Work item:
Copy out the full article about the baby mammoth Khroma below, word for word, with nothing changed.

Document excerpt:
..........
PUY-EN VELAY, FRANCE –  A baby woolly mammoth, one of the oldest intact mammoths every found, is now on display in a French museum.
Baby Khroma, as the mammoth has been named, had spent tens of thousands of years under the Siberian frost and now is taking a summer break in the southeast of France.  Baby Khroma is 80-centimeter-high, 1.6-meter-long (1-foot-high, 5-foot-long) prehistoric mammal may be the oldest baby mammoth ever discovered. Carbon dating methods failed to determine its age, suggesting it is more than 50,000 years old, said French researchers and Sergei Gorbunov, project coordinator for the Geneva-based International Mammoth Committee. Russian news reports have said it is 32,000 years old.
The mammoth is Khroma is on display at the Musee Crozatier in Puy-en-Velay in a special cryogenic chamber kept at -18 degrees C (-0.40 Fahrenheit).
Such mammoths offer scientists the opportunity to do analysis that they cannot carry out on skeletons, such as studying stomach contents and fur. Putting them on display gives a broader public a tangible link to the prehistoric past.  Baby Khroma was dug out last year from the Yakutia region in Siberia and was brought to France as part of a Franco-Russian cross-cultural event.
..........
Records provided:

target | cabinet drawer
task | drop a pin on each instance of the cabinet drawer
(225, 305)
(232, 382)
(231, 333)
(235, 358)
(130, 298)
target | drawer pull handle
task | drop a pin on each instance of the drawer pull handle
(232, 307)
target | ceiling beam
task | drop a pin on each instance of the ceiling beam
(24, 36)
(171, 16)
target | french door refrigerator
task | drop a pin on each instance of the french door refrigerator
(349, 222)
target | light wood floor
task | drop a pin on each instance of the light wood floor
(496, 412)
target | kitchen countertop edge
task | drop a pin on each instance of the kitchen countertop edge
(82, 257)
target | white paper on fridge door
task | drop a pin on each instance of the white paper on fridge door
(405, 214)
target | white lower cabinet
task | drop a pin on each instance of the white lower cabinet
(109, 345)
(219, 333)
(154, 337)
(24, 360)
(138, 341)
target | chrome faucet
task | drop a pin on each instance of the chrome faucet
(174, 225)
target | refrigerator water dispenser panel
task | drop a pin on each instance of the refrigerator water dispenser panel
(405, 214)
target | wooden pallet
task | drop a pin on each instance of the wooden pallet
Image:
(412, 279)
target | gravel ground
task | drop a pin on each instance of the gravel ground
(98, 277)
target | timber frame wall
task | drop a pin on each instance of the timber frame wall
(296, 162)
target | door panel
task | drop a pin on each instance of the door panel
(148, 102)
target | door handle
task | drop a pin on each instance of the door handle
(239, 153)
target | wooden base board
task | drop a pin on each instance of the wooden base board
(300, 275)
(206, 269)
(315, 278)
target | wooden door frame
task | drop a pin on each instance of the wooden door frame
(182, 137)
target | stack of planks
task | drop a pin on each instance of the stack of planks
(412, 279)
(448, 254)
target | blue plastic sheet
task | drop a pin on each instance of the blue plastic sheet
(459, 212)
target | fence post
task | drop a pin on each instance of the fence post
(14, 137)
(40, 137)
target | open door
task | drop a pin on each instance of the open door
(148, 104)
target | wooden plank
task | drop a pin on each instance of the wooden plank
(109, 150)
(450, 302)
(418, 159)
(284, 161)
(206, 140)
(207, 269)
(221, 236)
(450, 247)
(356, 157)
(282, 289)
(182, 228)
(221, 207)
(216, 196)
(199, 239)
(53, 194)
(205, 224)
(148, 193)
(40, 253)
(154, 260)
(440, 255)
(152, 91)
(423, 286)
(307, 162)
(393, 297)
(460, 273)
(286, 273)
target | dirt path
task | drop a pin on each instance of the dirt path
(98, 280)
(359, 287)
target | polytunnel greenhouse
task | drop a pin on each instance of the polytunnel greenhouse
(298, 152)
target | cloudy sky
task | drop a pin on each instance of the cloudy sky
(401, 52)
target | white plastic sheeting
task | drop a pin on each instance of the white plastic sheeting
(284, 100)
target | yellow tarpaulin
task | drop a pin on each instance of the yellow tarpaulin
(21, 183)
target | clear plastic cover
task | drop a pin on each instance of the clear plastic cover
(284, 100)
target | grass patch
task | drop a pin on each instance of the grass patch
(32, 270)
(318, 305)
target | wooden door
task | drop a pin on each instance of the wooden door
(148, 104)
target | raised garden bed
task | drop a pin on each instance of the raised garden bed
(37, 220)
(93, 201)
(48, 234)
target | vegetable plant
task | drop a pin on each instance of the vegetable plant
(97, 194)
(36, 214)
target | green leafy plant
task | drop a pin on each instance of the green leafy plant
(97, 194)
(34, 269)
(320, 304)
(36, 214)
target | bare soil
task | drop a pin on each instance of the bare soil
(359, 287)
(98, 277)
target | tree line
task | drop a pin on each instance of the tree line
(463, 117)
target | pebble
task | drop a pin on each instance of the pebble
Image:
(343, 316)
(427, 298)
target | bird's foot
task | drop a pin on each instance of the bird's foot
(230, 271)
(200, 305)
..........
Your solution:
PUY-EN VELAY, FRANCE –  A baby woolly mammoth, one of the oldest intact mammoths every found, is now on display in a French museum.
Baby Khroma, as the mammoth has been named, had spent tens of thousands of years under the Siberian frost and now is taking a summer break in the southeast of France.  Baby Khroma is 80-centimeter-high, 1.6-meter-long (1-foot-high, 5-foot-long) prehistoric mammal may be the oldest baby mammoth ever discovered. Carbon dating methods failed to determine its age, suggesting it is more than 50,000 years old, said French researchers and Sergei Gorbunov, project coordinator for the Geneva-based International Mammoth Committee. Russian news reports have said it is 32,000 years old.
The mammoth is Khroma is on display at the Musee Crozatier in Puy-en-Velay in a special cryogenic chamber kept at -18 degrees C (-0.40 Fahrenheit).
Such mammoths offer scientists the opportunity to do analysis that they cannot carry out on skeletons, such as studying stomach contents and fur. Putting them on display gives a broader public a tangible link to the prehistoric past.  Baby Khroma was dug out last year from the Yakutia region in Siberia and was brought to France as part of a Franco-Russian cross-cultural event.